┏━━

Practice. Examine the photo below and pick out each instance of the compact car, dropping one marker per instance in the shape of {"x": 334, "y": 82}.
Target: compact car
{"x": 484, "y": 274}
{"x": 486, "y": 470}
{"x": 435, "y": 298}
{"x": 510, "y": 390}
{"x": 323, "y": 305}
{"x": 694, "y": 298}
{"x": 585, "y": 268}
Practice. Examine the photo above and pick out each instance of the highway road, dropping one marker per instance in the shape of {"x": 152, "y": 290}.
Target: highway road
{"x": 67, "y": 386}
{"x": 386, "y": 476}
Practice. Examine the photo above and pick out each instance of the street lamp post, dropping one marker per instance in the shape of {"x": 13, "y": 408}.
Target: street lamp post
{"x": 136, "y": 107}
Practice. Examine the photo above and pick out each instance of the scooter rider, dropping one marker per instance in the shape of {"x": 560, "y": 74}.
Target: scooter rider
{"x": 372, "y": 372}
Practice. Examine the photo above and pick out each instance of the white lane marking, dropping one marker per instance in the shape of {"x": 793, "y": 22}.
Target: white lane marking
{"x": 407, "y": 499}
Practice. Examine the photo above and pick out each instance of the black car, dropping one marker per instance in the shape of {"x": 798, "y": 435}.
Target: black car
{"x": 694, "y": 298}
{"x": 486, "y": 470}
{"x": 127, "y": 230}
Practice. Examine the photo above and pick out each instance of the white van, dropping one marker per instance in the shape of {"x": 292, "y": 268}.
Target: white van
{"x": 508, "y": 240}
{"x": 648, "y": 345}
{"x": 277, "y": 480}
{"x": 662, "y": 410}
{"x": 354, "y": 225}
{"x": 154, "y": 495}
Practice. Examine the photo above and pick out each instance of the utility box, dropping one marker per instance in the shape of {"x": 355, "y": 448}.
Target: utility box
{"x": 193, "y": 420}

┗━━

Objective: Reproduce every entry above verbatim, from the first line through the last.

Solution to this problem:
Practice. Examine the photo below and pick out each instance of the compact car, dropping one marker per instance in the shape of {"x": 334, "y": 82}.
Target: compact car
{"x": 484, "y": 274}
{"x": 486, "y": 470}
{"x": 435, "y": 298}
{"x": 510, "y": 390}
{"x": 323, "y": 305}
{"x": 694, "y": 298}
{"x": 585, "y": 268}
Practice. Examine the photo above and pick out each instance of the highway road, dropping one marker per instance in the shape of {"x": 152, "y": 290}.
Target: highway road
{"x": 67, "y": 386}
{"x": 386, "y": 476}
Practice. Examine the photo above and pick out each instance of the street lamp post, dropping one marker per instance in the shape of {"x": 13, "y": 408}.
Target: street lamp post
{"x": 136, "y": 107}
Practice. Examine the photo above and pick out each instance of the scooter rider, dropping one marker per instance in the shape of {"x": 560, "y": 74}.
Target: scooter rider
{"x": 372, "y": 372}
Practice. Examine the photo above and pick out each instance of the white lane marking, dropping one marker per instance in the shape of {"x": 793, "y": 22}.
Target: white lane marking
{"x": 407, "y": 499}
Practice. Examine the photo above and pick out each instance of the black car, dropping one marker per instance in the shape of {"x": 798, "y": 435}.
Target: black car
{"x": 694, "y": 298}
{"x": 486, "y": 470}
{"x": 127, "y": 230}
Practice. Examine the photo above and pick out each instance of the white van, dropping one marker per instance in the shape of {"x": 292, "y": 268}.
Target: white van
{"x": 508, "y": 240}
{"x": 648, "y": 345}
{"x": 277, "y": 480}
{"x": 662, "y": 410}
{"x": 354, "y": 225}
{"x": 154, "y": 495}
Practice. Examine the photo above and pick out each instance of the utility box, dropping one marker per instance in the shape of {"x": 355, "y": 448}.
Target: utility box
{"x": 193, "y": 420}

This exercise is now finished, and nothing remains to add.